__REQUEST A__:
Give every calendar date that appears in the headnote on transfer inheritance tax below.
__REQUEST B__:
Answer these from the headnote on transfer inheritance tax below:
(i) Under the trust agreement in paragraph 1, to whom is the income payable until death?
(ii) What interest rate does paragraph 2 say should have been charged?
(iii) Under section 13, to which court may a person dissatisfied with an appraisement appeal?
__REQUEST C__:
Carry on the headnote on transfer inheritance tax below, starting after its third numbered paragraph.

* START QUOTED TEXT *

September 28, 1934.
November 26, 1934.
Taxes — Transfer inheritance tax — Transfer to trust estate — Income payable to donor until death — Interest on tax — Rate — Justifiable litigation — Diligence in prosecution — Appeal from appraisement — Bond — Sufficiency — Act of June 20, 1919, P. L. 521.
1. Where a transfer of property is made under a trust agreement which provides that the income of the property shall be payable to the donor himself until his death, the real transfer in enjoyment of the property concerned does not occur until after the death of the donor, and the transfer by the donor of his property by placing it in trust is therefore taxable under the Act of June 20, 1919, P. L. 521, which levies a tax upon transfers of property intended to take effect in possession or enjoyment at or after the death of the donor. 
2. Litigation manifestly undertaken in good faith to determine the question of liability for transfer inheritance taxation is such litigation as is recognized by article IV, section 38, of the Act of June 20, 1919, P. L. 521, as preventing the settling up of the estate at the end of the year and as causing a delay in tax payment for which only 6 per cent interest should have been charged; and it is not necessary for the taxpayer to prosecute the litigation with diligence to come within this provision of such act. [367-71]
3. Under section 13 of the Act of June 20, 1919, P. L. 521, which provides that any person not satisfied with any appraisement of the property of a decedent may appeal to the orphans' court on giving security to pay whatever tax shall be fixed by the court, the sufficiency of the bond offered is a question for the determination of the orphans' court.

* END QUOTED TEXT *
* START SUPPLIED RECORDS *

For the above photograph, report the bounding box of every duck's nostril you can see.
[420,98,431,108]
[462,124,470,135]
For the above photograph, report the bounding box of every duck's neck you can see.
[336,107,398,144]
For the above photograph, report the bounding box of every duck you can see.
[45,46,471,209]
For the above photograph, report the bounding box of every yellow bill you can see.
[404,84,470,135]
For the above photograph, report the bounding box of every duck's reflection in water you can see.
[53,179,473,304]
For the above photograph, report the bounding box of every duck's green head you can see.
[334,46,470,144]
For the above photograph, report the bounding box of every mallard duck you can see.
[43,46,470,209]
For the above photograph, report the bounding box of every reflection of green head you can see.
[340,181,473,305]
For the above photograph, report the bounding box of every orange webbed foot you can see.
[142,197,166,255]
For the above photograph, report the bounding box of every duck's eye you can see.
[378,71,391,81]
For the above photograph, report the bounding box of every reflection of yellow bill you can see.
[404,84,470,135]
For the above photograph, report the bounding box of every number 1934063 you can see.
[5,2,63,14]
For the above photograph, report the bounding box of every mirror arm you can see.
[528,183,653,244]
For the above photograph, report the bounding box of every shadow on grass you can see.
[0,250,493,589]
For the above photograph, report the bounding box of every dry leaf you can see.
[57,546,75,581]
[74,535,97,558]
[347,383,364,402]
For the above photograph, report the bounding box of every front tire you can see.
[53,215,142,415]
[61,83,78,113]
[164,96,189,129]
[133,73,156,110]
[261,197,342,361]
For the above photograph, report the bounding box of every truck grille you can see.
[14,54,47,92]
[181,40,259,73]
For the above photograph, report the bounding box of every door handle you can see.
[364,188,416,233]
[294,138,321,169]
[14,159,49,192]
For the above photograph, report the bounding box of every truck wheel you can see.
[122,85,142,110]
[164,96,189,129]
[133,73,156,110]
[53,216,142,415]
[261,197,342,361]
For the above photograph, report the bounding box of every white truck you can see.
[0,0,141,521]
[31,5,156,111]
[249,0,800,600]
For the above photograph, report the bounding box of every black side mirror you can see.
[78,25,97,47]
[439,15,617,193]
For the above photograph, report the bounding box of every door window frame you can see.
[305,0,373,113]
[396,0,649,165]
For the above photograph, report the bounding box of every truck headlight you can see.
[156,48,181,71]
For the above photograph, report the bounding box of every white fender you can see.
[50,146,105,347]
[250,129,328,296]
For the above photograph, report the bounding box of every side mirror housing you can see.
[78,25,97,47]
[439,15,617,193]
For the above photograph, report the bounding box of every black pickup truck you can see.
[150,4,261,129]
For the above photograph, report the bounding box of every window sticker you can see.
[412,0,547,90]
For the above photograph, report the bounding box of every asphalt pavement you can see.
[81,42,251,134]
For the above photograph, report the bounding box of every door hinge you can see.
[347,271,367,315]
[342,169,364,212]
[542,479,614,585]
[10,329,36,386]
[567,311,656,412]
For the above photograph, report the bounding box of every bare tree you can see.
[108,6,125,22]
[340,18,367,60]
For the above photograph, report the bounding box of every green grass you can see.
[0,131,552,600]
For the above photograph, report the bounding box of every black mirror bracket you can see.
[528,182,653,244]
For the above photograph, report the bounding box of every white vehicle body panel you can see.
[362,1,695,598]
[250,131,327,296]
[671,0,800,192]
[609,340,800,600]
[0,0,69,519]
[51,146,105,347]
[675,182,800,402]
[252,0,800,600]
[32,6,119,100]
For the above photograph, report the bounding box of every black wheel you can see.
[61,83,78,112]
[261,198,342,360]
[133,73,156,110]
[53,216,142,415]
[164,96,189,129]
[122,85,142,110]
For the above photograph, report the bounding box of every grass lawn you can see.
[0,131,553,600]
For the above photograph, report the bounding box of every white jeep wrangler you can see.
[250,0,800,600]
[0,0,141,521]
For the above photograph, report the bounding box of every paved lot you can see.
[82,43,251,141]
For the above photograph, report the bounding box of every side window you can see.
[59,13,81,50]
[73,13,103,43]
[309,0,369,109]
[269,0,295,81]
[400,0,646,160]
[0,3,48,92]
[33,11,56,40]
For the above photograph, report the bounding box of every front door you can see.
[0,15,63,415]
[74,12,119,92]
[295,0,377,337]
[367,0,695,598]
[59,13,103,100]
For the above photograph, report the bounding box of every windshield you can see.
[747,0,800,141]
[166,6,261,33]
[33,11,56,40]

* END SUPPLIED RECORDS *
* START SUPPLIED RECORDS *

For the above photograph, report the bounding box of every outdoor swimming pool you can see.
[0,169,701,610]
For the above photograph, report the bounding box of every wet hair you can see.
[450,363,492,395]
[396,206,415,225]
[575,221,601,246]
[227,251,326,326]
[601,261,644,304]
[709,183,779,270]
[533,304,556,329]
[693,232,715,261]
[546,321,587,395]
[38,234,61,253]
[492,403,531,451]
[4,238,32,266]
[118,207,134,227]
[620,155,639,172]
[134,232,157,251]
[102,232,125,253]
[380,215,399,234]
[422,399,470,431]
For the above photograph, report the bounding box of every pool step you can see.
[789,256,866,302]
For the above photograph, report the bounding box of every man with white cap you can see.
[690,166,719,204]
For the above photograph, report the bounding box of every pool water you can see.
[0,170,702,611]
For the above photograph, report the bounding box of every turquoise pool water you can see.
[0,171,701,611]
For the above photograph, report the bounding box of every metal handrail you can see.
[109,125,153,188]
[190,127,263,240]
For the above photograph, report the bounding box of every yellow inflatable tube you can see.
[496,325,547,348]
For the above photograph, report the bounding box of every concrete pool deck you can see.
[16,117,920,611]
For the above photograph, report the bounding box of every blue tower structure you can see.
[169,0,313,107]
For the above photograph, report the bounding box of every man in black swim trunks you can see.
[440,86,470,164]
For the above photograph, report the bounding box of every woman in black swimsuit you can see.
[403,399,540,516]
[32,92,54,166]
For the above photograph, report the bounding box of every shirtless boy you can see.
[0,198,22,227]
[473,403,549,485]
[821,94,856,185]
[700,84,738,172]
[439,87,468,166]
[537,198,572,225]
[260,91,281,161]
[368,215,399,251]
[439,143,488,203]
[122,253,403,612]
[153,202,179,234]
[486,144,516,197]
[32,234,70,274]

* END SUPPLIED RECORDS *

__EXERCISE OUTPUT A__:
September 28, 1934; November 26, 1934; June 20, 1919

__EXERCISE OUTPUT B__:
(i) The donor himself.
(ii) 6 per cent.
(iii) The orphans' court.

__EXERCISE OUTPUT C__:
Appeals — Review — Findings of chancellor.
4. Findings of fact by a chancellor will not be disturbed on appeal in the absence of clear error. 
Statutes — Construction — Tax laws — Construction favorable to taxpayer.
5. Tax laws are to be construed most strictly against the government and most favorably to the taxpayer, and a citizen cannot be subjected to a special burden without clear warrant of law. 
Argued September 28, 1934.
Before FRAZER, C. J., SIMPSON, SCHAFFER, MAXEY, DREW and LINN, JJ.
Appeals, Nos. 121 and 124, March T., 1934, from decree of O. C. Westmoreland Co., August T., 1926, No. 181, in the matter of the estate of F. M. Husband, deceased. Decree of court below as modified is affirmed.
Appeal from inheritance tax appraisement. Before SNYDER, P. J.
The opinion of the Supreme Court states the facts.
Decree entered fixing amount of tax. Commonwealth, and executrix, and trustee, appealed from respective portions of decree.
Error assigned, inter alia, was decree, quoting record.
Fred B. Trescher, with him E. Russell Shockley, Deputy Attorneys General, and Wm. A. Schnader, Attorney General, for Commonwealth.
Carl E. Glock, with him George H. McWherter and Reed, Smith, Shaw McClay, for executrix and for trustee.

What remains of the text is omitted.